» AIM: Nothing but the lines from the one containing "Indicate one point per instance of the outlet" through the last line should be written out, please, exactly as they stand.

» SUPPLIED INFORMATION:
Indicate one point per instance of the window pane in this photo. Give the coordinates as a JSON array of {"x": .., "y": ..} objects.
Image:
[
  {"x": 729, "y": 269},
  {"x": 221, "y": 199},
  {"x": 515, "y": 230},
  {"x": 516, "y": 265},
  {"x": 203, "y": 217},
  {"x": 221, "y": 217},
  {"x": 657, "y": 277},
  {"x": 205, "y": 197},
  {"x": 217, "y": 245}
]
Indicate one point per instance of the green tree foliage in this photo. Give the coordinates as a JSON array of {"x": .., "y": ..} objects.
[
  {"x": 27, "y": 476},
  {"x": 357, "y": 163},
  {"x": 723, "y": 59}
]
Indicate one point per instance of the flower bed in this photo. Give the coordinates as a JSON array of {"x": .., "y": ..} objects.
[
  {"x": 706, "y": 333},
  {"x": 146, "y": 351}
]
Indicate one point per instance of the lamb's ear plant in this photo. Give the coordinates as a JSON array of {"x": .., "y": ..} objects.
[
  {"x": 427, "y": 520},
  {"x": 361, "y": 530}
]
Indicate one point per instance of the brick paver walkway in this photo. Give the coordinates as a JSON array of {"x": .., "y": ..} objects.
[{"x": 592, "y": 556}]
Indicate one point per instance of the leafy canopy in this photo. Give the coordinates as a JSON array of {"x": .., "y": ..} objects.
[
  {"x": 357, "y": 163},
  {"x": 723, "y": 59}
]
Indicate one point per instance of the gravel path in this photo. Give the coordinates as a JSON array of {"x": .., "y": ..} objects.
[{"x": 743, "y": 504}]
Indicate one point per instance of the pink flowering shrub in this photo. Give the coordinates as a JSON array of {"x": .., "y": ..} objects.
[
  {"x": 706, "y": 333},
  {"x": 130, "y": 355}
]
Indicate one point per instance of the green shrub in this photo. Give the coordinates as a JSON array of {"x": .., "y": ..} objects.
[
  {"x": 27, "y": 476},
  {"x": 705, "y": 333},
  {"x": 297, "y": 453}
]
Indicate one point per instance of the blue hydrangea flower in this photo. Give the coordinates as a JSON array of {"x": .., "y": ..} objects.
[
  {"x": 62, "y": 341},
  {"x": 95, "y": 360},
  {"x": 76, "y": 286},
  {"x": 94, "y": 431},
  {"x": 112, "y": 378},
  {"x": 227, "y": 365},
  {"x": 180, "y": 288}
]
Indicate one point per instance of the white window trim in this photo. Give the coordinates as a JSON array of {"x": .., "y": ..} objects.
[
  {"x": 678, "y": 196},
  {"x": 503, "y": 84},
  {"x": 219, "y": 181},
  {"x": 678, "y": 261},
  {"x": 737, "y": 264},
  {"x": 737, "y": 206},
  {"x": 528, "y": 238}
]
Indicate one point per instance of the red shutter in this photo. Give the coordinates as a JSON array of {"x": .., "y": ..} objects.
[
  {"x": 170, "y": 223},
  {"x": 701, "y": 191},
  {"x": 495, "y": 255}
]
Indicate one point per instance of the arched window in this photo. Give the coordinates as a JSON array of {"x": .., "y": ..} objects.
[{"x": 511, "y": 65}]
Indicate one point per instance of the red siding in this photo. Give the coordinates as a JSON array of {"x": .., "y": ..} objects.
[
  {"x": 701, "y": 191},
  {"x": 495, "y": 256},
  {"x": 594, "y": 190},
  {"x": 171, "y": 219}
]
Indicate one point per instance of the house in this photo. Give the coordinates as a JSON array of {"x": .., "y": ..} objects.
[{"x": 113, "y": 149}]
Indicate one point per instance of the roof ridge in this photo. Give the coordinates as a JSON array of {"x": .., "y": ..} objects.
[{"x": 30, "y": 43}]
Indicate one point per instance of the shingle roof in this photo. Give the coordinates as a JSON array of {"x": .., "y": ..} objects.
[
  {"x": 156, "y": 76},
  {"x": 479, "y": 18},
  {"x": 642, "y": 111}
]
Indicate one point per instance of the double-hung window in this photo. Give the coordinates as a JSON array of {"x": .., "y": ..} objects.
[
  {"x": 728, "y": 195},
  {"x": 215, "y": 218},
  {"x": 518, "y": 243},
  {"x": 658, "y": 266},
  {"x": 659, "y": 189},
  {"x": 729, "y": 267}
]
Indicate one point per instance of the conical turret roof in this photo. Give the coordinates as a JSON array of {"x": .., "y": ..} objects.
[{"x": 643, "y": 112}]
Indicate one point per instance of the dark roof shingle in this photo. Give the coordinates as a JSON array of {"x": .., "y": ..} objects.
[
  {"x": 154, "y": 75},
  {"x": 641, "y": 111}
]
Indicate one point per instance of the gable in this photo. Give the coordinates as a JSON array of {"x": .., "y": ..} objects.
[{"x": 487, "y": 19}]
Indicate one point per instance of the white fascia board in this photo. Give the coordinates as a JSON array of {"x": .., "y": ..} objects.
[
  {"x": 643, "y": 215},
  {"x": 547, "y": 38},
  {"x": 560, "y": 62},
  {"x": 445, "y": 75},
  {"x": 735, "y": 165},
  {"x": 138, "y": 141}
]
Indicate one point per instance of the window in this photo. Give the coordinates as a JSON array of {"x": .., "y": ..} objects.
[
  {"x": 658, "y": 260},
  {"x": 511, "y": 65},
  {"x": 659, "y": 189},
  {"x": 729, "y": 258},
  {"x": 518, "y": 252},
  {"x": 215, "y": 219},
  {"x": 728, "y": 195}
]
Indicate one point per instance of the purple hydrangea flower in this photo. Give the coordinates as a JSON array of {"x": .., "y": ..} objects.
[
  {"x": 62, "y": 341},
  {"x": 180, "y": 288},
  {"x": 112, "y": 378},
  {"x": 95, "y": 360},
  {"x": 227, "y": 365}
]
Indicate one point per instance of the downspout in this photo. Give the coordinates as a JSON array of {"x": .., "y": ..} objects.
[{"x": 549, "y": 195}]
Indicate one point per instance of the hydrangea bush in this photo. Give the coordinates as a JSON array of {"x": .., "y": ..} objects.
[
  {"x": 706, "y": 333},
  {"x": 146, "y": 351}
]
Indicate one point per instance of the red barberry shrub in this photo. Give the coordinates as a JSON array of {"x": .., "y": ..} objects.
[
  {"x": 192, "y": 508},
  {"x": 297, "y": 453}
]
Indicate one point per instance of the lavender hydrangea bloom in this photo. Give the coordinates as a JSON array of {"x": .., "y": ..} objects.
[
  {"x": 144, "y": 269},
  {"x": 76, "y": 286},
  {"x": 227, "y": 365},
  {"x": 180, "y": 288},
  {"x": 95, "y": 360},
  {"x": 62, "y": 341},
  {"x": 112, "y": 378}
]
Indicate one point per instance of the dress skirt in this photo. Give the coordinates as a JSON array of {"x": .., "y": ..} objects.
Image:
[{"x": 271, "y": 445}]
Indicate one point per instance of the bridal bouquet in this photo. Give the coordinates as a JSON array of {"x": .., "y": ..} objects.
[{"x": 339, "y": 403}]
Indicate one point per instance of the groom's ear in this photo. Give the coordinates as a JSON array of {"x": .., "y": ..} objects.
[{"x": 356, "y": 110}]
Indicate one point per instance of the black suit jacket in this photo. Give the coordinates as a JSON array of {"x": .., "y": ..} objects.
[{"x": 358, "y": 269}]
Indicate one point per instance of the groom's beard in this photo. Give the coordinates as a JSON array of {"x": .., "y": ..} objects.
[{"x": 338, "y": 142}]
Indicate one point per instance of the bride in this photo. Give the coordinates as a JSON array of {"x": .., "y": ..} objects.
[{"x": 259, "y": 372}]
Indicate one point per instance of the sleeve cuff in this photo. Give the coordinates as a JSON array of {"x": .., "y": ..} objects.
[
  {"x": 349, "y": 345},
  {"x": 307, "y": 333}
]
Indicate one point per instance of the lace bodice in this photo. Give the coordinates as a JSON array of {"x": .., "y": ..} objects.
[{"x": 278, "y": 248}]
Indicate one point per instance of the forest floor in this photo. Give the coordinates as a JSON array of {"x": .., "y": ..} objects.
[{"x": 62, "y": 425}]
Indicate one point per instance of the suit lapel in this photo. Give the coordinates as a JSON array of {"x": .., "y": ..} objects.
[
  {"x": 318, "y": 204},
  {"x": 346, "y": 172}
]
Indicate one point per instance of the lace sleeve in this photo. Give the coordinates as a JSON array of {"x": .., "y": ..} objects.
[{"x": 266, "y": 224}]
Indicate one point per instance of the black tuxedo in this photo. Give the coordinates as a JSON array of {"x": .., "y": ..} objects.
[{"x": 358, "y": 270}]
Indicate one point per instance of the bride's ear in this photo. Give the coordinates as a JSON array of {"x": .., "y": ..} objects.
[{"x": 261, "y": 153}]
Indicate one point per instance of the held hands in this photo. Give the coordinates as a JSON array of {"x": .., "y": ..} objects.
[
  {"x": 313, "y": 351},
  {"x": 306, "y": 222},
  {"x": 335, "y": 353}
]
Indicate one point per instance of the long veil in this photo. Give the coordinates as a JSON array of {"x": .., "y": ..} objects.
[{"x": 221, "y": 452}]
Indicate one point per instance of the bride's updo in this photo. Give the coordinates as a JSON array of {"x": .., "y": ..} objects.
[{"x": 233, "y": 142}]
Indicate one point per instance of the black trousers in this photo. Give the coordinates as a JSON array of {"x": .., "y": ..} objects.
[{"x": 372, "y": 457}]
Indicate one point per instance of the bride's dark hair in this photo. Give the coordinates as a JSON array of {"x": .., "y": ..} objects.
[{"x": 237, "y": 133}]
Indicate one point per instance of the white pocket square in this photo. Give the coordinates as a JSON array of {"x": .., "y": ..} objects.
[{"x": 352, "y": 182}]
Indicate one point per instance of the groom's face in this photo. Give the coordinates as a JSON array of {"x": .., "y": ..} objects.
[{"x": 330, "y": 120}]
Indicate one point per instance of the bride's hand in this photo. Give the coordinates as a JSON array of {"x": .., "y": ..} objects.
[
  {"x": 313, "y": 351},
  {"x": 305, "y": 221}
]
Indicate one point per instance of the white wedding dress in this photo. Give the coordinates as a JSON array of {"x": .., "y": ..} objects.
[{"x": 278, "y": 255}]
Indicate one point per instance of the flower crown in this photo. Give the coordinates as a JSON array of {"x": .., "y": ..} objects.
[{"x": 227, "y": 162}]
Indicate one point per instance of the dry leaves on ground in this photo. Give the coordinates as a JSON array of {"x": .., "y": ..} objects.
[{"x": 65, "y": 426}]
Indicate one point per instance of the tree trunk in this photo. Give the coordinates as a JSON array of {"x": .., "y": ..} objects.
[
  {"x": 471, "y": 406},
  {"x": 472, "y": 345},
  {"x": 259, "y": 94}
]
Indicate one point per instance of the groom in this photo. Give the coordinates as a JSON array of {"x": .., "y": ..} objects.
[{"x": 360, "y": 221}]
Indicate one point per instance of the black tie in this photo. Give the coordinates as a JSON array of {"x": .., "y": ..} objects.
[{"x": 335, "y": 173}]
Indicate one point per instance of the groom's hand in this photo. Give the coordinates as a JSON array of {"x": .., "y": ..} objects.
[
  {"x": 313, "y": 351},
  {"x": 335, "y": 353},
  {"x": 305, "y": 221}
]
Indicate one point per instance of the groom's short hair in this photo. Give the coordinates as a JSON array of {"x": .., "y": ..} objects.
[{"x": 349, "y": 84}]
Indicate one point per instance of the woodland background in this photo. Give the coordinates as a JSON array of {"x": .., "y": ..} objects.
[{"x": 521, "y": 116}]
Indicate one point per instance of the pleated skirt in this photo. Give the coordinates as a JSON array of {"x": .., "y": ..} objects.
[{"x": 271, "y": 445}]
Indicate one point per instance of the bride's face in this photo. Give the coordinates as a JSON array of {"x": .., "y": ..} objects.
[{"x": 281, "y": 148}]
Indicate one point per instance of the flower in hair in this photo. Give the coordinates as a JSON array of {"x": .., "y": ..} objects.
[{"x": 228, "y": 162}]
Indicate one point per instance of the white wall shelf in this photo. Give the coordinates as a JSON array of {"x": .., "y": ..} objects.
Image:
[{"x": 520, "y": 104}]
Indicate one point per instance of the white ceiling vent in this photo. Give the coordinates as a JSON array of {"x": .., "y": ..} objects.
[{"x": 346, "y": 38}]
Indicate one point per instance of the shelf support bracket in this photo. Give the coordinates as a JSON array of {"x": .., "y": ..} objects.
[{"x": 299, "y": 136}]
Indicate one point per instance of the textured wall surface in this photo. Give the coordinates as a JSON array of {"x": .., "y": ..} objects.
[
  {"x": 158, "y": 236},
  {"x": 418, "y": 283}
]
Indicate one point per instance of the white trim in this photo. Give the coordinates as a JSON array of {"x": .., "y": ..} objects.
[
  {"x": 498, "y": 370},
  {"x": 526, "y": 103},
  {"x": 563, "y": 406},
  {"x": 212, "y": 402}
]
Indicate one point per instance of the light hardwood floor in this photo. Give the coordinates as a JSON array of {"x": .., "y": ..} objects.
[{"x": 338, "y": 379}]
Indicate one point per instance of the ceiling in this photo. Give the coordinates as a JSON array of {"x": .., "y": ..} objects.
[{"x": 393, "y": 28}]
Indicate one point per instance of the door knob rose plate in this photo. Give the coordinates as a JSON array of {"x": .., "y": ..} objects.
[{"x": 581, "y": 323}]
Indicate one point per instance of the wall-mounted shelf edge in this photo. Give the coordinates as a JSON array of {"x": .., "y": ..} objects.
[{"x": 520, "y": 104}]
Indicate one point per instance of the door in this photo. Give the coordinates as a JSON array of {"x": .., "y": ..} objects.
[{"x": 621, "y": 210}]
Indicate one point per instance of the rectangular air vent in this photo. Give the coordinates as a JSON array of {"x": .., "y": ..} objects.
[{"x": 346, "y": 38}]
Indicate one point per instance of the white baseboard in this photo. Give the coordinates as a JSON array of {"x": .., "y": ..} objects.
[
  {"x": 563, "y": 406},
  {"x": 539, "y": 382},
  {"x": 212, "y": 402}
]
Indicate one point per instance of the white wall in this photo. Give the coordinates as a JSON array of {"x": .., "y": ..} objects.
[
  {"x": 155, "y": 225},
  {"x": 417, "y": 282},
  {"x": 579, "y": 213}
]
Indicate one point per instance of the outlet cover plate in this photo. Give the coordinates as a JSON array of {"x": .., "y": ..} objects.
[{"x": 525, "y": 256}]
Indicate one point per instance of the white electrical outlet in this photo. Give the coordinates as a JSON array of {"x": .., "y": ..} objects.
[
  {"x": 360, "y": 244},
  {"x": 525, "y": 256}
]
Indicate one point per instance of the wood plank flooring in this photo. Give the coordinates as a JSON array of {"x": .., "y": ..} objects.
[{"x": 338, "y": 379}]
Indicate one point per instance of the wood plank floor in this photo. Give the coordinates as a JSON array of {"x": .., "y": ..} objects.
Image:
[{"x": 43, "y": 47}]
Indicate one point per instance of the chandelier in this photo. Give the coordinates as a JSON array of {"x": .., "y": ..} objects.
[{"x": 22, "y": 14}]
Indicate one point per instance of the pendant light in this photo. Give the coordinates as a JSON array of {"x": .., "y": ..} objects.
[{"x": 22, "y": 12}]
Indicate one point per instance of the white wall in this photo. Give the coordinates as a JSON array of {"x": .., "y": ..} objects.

» WORKED ANSWER:
Indicate one point per instance of the outlet cover plate in this photo. Give the coordinates as a JSON array of {"x": .., "y": ..} objects.
[{"x": 525, "y": 256}]
Indicate one point per instance of the white electrical outlet in this photo. Give the coordinates as a JSON array of {"x": .., "y": ..} objects.
[
  {"x": 360, "y": 244},
  {"x": 525, "y": 256}
]
Indicate one point per instance of the wood plank flooring in this photo. Give the coordinates as a JSON array of {"x": .., "y": ..} objects.
[{"x": 338, "y": 379}]
Indicate one point per instance of the wood plank floor in this photo. Give the coordinates as a JSON array of {"x": .., "y": ..} objects.
Image:
[{"x": 43, "y": 47}]
Indicate one point per instance of the chandelier in this photo. Give the coordinates as a JSON array of {"x": .., "y": ..} objects.
[{"x": 22, "y": 14}]
Indicate one point per instance of the pendant light in this photo. Give the coordinates as a JSON array of {"x": .., "y": ..} objects.
[{"x": 22, "y": 12}]
Indicate one point per instance of the white wall in this photo. Give the coordinates as a JSON array of {"x": .., "y": ..} objects.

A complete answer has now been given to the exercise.